--- Problem to solve ---
When you repeat the records, keep every word exact and drop each picture.

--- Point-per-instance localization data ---

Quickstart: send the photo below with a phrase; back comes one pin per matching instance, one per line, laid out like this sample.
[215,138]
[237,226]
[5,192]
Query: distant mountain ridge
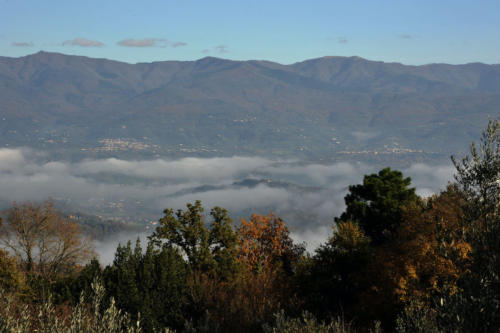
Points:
[317,107]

--- Expected answer ---
Quickstart: send the photo below with a phrase; back comes one pin per matching instance, one per line, laid out like this sample.
[215,138]
[237,226]
[5,192]
Query: distant mountain ridge
Points:
[317,107]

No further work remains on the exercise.